◆ **Material for the task**

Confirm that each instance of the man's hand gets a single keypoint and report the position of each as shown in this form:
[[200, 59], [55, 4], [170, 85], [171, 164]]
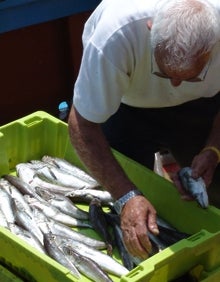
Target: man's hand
[[137, 218]]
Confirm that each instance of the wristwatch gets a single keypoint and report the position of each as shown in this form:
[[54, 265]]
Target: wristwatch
[[118, 205]]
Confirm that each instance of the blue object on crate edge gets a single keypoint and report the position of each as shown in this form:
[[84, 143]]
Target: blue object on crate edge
[[15, 14]]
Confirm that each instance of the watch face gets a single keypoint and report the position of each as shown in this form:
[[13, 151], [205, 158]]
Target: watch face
[[117, 207]]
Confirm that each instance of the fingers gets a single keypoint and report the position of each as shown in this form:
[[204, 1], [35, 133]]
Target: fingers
[[138, 216], [184, 195], [137, 244]]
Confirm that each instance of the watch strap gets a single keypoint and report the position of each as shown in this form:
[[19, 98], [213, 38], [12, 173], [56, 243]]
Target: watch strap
[[119, 204]]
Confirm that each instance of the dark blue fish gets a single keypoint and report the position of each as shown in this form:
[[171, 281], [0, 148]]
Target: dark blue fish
[[195, 187]]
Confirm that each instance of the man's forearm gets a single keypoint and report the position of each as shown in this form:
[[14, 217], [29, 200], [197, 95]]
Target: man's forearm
[[95, 153]]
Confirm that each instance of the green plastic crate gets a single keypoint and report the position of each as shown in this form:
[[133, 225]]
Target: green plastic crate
[[41, 134]]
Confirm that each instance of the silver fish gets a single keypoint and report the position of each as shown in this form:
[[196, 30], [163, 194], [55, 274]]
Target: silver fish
[[71, 168], [106, 262], [26, 220], [28, 175], [62, 230], [57, 176], [87, 266], [63, 203], [6, 205], [27, 236], [56, 214], [21, 185], [86, 195], [15, 193], [56, 253], [3, 220], [99, 223], [195, 187]]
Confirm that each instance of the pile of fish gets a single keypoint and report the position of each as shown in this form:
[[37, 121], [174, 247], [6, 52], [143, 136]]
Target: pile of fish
[[39, 205]]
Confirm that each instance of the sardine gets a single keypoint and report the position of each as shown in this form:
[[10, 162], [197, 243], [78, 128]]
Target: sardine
[[71, 168], [99, 223], [15, 193], [106, 262], [86, 195], [56, 176], [87, 266], [56, 214], [56, 253], [3, 220], [60, 229], [63, 203], [27, 236], [28, 175], [6, 205], [195, 187], [26, 220], [21, 185]]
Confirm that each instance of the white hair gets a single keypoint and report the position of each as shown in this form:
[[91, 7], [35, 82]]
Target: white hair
[[184, 29]]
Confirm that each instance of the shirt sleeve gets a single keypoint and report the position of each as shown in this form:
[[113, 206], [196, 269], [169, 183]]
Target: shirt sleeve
[[99, 87]]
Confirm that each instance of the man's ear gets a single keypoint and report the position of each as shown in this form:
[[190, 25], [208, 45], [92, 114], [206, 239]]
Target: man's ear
[[149, 24]]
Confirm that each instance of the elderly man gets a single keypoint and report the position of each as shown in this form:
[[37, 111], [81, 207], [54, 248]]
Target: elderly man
[[149, 79]]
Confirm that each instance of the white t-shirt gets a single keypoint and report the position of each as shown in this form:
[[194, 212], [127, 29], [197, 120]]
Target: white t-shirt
[[116, 64]]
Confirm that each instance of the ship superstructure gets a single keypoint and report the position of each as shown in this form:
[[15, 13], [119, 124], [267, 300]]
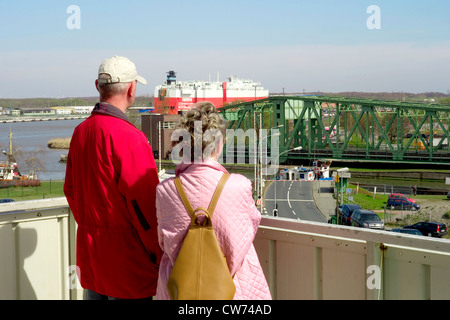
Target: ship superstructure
[[175, 96]]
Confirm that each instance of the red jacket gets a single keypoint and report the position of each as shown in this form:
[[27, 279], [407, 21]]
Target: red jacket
[[110, 185]]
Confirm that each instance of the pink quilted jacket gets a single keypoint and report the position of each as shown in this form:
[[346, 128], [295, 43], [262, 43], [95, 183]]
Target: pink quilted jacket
[[235, 220]]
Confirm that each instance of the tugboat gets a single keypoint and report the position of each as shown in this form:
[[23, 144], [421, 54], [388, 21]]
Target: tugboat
[[10, 175]]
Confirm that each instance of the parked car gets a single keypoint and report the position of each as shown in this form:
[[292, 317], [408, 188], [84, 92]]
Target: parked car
[[408, 231], [366, 219], [431, 229], [345, 213], [400, 201]]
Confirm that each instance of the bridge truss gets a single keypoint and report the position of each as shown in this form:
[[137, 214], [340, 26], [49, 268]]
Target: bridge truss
[[348, 129]]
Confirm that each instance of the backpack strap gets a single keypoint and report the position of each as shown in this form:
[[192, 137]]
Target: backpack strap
[[214, 199]]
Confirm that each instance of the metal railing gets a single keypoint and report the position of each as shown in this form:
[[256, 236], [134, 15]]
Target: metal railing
[[301, 260]]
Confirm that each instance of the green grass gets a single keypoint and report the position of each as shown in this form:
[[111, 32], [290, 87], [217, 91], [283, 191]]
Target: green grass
[[47, 189]]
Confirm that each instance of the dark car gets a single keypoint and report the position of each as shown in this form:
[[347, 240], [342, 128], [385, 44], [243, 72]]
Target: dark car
[[431, 229], [400, 201], [345, 213], [408, 231], [366, 219]]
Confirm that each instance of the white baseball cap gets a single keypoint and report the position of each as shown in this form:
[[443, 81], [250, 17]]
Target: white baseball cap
[[120, 69]]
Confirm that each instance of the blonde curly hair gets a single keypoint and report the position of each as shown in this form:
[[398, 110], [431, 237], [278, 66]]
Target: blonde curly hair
[[206, 127]]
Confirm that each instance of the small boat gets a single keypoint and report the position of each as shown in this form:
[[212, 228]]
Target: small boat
[[10, 175]]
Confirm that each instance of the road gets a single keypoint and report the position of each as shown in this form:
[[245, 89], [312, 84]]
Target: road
[[294, 200]]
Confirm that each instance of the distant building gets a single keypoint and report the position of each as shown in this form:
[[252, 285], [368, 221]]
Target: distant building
[[62, 110]]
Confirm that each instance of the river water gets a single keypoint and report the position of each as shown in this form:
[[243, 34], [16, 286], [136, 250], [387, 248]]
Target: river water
[[28, 136]]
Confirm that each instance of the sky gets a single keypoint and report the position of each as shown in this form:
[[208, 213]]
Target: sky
[[54, 48]]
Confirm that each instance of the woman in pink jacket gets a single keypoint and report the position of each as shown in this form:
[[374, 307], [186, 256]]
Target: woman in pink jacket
[[235, 219]]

◆ **Aim**
Could you copy every line above word for word, leaving out the pictures?

◆ **Reply to the exercise**
Confirm that each instance of the man's hand gets a single keypoint and report the position of each as shown in this form:
[[200, 59], [55, 4], [170, 85], [171, 164]]
Target: man's hand
[[137, 218]]
Confirm that each instance of the wristwatch gets a single keypoint and report the position of each as shown in this form:
[[54, 265]]
Target: wristwatch
[[118, 205]]
Confirm that each instance of the blue object on crate edge gets a single keypoint and report the position of each as shown in this form:
[[84, 143]]
Target: blue object on crate edge
[[15, 14]]
Confirm that each instance of the watch face gets a single keypoint and report the position of each as shown in this form:
[[13, 151], [205, 158]]
Target: watch face
[[117, 207]]
Confirm that each instance of the fingers gets a single keypoint and report the position of each as shown in this form:
[[204, 1], [35, 133]]
Target: fingers
[[138, 216], [184, 195], [137, 244]]
Confirm that each instance of the watch strap gets a single keypoint and report the position of each as shown in this form:
[[19, 98], [213, 38], [12, 173], [56, 243]]
Target: watch strap
[[119, 204]]
Confirm that each instance of the dark blue fish gets a single keypoint and report the position of each as shown in this form:
[[171, 281], [0, 148]]
Target: dark blue fish
[[195, 187]]
Confirm that each instance of the man's forearm gets a single keypoint and report the position of each as shown in this form:
[[14, 217], [29, 200], [197, 95]]
Target: man's forearm
[[95, 153]]
Confirm that each instance of the green plastic crate gets a single keypoint and report the position of each as shown in this form:
[[133, 225]]
Target: green plastic crate
[[41, 134]]
Confirm that each instance of the silver fish gets a single keypoint and report the position of each as shown in this form:
[[196, 30], [163, 194], [55, 274]]
Target: silver fish
[[71, 168], [106, 262], [26, 220], [28, 175], [62, 230], [57, 176], [87, 266], [63, 203], [6, 205], [27, 236], [56, 214], [21, 185], [86, 195], [15, 193], [56, 253], [3, 220], [99, 223], [195, 187]]
Confirm that each instance of the pile of fish gets a single keypoint and report the position of each as shown in this form:
[[37, 121], [174, 247], [6, 52], [143, 136]]
Target: pile of fish
[[39, 205]]
Confirm that each instance of the sardine gets a single keypoint and report the position of each as shown in this form:
[[10, 162], [197, 243], [78, 128]]
Target: sardine
[[71, 168], [99, 223], [15, 193], [106, 262], [86, 195], [56, 176], [87, 266], [56, 214], [56, 253], [3, 220], [60, 229], [63, 203], [27, 236], [28, 175], [6, 205], [195, 187], [26, 220], [21, 185]]
Confirm that each instance of the white hair gets a single keypoint and report the position of each as shown in this form:
[[91, 7], [35, 82]]
Target: white hair
[[184, 29]]
Confirm that each instance of the shirt sleeve gets a single keypoint and report the position of each as shown in this form:
[[113, 206], [196, 269], [169, 183]]
Target: shirt sleeve
[[99, 87]]
Confirm that each instance of the man's ear gets a single keypoint and report the position of each as shown in this form:
[[190, 25], [208, 45], [92, 114], [206, 239]]
Target: man's ear
[[149, 24]]
Confirm that each instance of the elderly man gets a single keypoint and report the position of each as shown in this form:
[[37, 111], [81, 207], [54, 248]]
Target: elderly man
[[149, 79]]
Confirm that each instance of the white t-shirt gets a single keypoint and report the position of each as shown in this form:
[[194, 212], [127, 29], [197, 120]]
Target: white t-shirt
[[116, 64]]
Confirm that each instance of the ship superstructure gets a single keypoint and report the position of each as shown in this form:
[[15, 13], [119, 124], [267, 300]]
Target: ship superstructure
[[175, 96]]
Confirm that each instance of the red jacket gets a single keypoint and report the position of each as shown in this form:
[[27, 279], [407, 21]]
Target: red jacket
[[110, 185]]
Confirm that each instance of the pink quilted jacket gets a single keypoint and report the position of each as shown in this form:
[[346, 128], [295, 43], [262, 43], [95, 183]]
Target: pink quilted jacket
[[235, 220]]
Confirm that each instance of the tugboat gets a single keypoint and report the position of each as shown in this form:
[[23, 144], [421, 54], [388, 21]]
Target: tugboat
[[10, 175]]
Confirm that each instance of the parked car gets a single keypoint and report the position of each as shown in this form:
[[292, 317], [408, 188], [84, 92]]
Target: parked car
[[408, 231], [366, 219], [431, 229], [345, 213], [400, 201]]
Confirm that each instance of the bridge truss gets a single keypoint and report the position of each as shown in this form:
[[137, 214], [340, 26], [49, 268]]
Target: bridge truss
[[348, 129]]
Confirm that each instance of the backpack strap gets a single keypoint and report the position of each as shown in this form:
[[192, 137]]
Target: backpack strap
[[214, 199]]
Confirm that each instance of the metal railing gets a single keypoint and report the position of each as shown in this form:
[[256, 236], [134, 15]]
Target: metal railing
[[301, 260]]
Confirm that each instance of the green grass gets a single keypoint and report the position of each as shown in this form:
[[111, 32], [290, 87], [217, 91], [283, 191]]
Target: green grass
[[47, 189]]
Confirm that each instance of the dark car gets a single keypoint and report the position of each as shown in this form:
[[347, 240], [342, 128], [385, 44], [243, 72]]
Target: dark car
[[431, 229], [400, 201], [345, 213], [408, 231], [366, 219]]
Confirm that each instance of the white baseball cap gets a single keypoint and report the position of each as shown in this form:
[[443, 81], [250, 17]]
Target: white baseball cap
[[120, 69]]
Confirm that each instance of the blonde curly hair gets a single keypoint and report the position of each as shown in this form:
[[398, 110], [431, 237], [278, 66]]
Target: blonde curly hair
[[206, 127]]
Confirm that each instance of the small boat gets a single keypoint and report the position of each as shown in this form:
[[212, 228]]
Target: small boat
[[10, 175]]
Confirm that each instance of the road gets a single keypoint and report the position of each as shown in this form:
[[245, 89], [312, 84]]
Target: road
[[294, 200]]
Confirm that each instance of the distant building gets a single keypoint and report the position of each as shown in this form:
[[252, 285], [368, 221]]
Target: distant building
[[62, 110]]
Confirm that each instance of the river water gets a single keypoint and report the position of each as shown in this form:
[[243, 34], [16, 286], [136, 250], [387, 248]]
Target: river water
[[28, 136]]
Confirm that each instance of the sky gets a single keypoint and report the position of each as shown in this form:
[[208, 213]]
Target: sky
[[54, 48]]
Confirm that each instance of the woman in pink jacket gets a single keypoint and report the position of each as shown in this form:
[[374, 307], [186, 256]]
Target: woman in pink jacket
[[235, 219]]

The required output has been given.